Update the records below by changing every "Target phrase" to "Query phrase", keeping everything else the same.

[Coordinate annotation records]
+++

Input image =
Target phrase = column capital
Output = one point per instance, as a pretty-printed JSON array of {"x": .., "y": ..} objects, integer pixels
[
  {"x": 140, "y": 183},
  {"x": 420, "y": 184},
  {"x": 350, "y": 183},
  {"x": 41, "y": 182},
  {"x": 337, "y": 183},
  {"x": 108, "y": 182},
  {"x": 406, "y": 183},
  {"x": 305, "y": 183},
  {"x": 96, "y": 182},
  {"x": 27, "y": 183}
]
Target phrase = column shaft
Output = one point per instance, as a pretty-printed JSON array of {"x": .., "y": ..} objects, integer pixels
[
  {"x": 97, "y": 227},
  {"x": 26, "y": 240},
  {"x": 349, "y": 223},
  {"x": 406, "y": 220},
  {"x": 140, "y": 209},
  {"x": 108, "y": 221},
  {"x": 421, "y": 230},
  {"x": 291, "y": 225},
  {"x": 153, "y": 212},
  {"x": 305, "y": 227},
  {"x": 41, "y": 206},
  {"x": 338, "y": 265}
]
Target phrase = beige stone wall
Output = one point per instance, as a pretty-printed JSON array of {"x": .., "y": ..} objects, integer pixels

+++

**Result of the task**
Input image =
Query phrase = column capital
Output = one point per instance, as a pretty-printed JSON array of {"x": .., "y": ..} objects, integer pixels
[
  {"x": 140, "y": 183},
  {"x": 420, "y": 184},
  {"x": 350, "y": 183},
  {"x": 41, "y": 182},
  {"x": 337, "y": 183},
  {"x": 108, "y": 182},
  {"x": 406, "y": 183},
  {"x": 305, "y": 183},
  {"x": 96, "y": 182},
  {"x": 27, "y": 183}
]
Query phrase = column shaft
Output = one point per instance, as a pretty-printed JSON array of {"x": .., "y": ..} objects, integer pixels
[
  {"x": 97, "y": 227},
  {"x": 26, "y": 240},
  {"x": 349, "y": 223},
  {"x": 406, "y": 220},
  {"x": 140, "y": 209},
  {"x": 108, "y": 221},
  {"x": 421, "y": 230},
  {"x": 291, "y": 225},
  {"x": 153, "y": 212},
  {"x": 305, "y": 227},
  {"x": 41, "y": 206},
  {"x": 338, "y": 265}
]
Query phrase = beige stone wall
Output = one point per instance, as a pretty-printed JSON array of {"x": .., "y": ..} objects, integer pixels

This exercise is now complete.